4. Keinen Erfolg hat ferner die Rüge des Klägers, das FG habe über die Klage entschieden, ohne ihm —dem Kläger— im Termin zur mündlichen Verhandlung die Gelegenheit zu geben, „ggf. noch vorzutragende ergänzende Erläuterungen zur Sache zu erklären”, und das FG habe dadurch seiner Verpflichtung gemäß § 76 Abs. 2 FGO zuwidergehandelt.

a) Inhalt und Umfang der Hinweis- und Aufklärungspflichten sind von der Sach- und Rechtslage im einzelnen Fall abhängig. Hierbei kommt es u.a. maßgebend auf die individuellen Kenntnisse und Fähigkeiten der Beteiligten an. Je rechtskundiger diese sind, umso geringer ist die Hinweis- und Fürsorgepflicht des Gerichts. Ist der Beteiligte —wie es hier der Kläger vor dem FG war— fachkundig vertreten, so muss das Gericht insbesondere auf offenkundige Umstände nicht hinweisen (vgl. die zahlreichen Nachweise aus der Rechtsprechung des BFH bei Gräber/Stapperfend, a.a.O., § 76 Rz 55).

b) Nach diesen Maßstäben war das FG nicht gehalten, dem im Termin zur mündlichen Verhandlung durch einen Rechtsanwalt (fachkundig) vertretenen Kläger weitere Hinweise zwecks Ergänzung seines bisherigen Klagevortrages zu geben. Es lag für den Kläger und seinen Prozessbevollmächtigten (auch ohne ausdrücklichen Hinweis des Gerichts) auf der Hand, dass es für eine erfolgreiche Klage sowohl einer Substantiierung des Klagebegehrens und der Klagebegründung als auch eines ergänzenden (spezifizierten) Tatsachenvortrages sowie dessen Nachweises bzw. Glaubhaftmachung bedurfte.

Davon abgesehen hatte das FG den ehemaligen Prozessbevollmächtigten des Klägers bereits mit Schreiben vom aufgefordert, zu der (ausführlichen) Klageerwiderung des FA Stellung zu nehmen und die „streitigen Aufwendungen” nachzuweisen. Zusätzlich hatte das FG auch den jetzigen Prozessbevollmächtigten, Rechtsanwalt R, nachdem dieser Einsicht in die dem FG vorliegenden Akten genommen hatte, wiederholt und vergeblich aufgefordert, die Klage zu begründen und zur Klageerwiderung des FA Stellung zu nehmen.

5. Schließlich kann auch die Rüge des Klägers keinen Erfolg haben, das FG habe über die Klage entschieden, ohne zu berücksichtigen, das ihm —dem Kläger— nur eine unzureichende Einsicht in die Akten des FA gewährt und damit sein Recht auf Gehör (Art. 103 Abs. 1 des Grundgesetzes, §§ 96 Abs. 2, 119 Nr. 3 FGO) verletzt worden sei.

◆ **ARBEITSAUFTRAG**
Gib bitte aus dem Textausschnitt den Teil wortgetreu wieder, der mit „b) Nach diesen“ beginnt und bis einschließlich „bzw. Glaubhaftmachung bedurfte.“ reicht.

[Dateneinträge]
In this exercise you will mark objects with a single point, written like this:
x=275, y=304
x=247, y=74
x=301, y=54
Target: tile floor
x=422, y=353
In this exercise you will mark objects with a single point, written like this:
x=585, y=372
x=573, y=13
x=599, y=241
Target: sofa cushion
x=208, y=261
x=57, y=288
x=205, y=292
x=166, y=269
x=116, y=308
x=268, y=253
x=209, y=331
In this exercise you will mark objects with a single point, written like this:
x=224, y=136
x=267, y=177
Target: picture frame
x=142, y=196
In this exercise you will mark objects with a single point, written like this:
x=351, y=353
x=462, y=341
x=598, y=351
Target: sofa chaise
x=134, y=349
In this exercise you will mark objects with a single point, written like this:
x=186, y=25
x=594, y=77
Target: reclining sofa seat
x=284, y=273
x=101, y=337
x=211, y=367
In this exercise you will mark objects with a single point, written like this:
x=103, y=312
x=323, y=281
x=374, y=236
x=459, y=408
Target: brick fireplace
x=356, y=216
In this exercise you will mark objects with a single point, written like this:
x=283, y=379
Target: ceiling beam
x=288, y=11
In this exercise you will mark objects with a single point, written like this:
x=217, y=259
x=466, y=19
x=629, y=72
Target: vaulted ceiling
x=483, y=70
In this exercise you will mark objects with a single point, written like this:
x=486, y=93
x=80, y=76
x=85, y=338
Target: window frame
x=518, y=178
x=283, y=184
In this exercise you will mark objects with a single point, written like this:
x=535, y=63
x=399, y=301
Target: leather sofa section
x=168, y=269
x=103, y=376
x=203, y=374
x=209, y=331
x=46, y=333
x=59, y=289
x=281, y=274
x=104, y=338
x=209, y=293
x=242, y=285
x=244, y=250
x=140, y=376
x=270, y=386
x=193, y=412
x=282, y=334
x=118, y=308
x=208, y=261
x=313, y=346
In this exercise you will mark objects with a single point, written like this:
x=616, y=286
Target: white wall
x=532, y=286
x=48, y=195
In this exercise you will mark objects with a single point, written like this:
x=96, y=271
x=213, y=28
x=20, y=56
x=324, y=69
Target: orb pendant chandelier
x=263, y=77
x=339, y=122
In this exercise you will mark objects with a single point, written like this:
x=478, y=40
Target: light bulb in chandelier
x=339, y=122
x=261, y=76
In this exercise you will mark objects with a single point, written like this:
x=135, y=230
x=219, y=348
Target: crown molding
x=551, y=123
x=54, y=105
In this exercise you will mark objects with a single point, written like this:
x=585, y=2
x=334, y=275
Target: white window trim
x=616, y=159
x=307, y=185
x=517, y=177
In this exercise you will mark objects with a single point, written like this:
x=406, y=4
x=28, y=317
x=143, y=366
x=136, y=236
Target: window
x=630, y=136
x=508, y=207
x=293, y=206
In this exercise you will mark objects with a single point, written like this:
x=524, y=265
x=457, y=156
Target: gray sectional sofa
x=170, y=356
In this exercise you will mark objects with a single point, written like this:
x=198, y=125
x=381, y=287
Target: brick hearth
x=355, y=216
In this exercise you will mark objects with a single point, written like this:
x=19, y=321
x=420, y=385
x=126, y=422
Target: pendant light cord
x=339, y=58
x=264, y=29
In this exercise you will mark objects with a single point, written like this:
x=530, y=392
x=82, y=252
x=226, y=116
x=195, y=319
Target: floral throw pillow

◆ **ERGEBNIS**
b) Nach diesen Maßstäben war das FG nicht gehalten, dem im Termin zur mündlichen Verhandlung durch einen Rechtsanwalt (fachkundig) vertretenen Kläger weitere Hinweise zwecks Ergänzung seines bisherigen Klagevortrages zu geben. Es lag für den Kläger und seinen Prozessbevollmächtigten (auch ohne ausdrücklichen Hinweis des Gerichts) auf der Hand, dass es für eine erfolgreiche Klage sowohl einer Substantiierung des Klagebegehrens und der Klagebegründung als auch eines ergänzenden (spezifizierten) Tatsachenvortrages sowie dessen Nachweises bzw. Glaubhaftmachung bedurfte.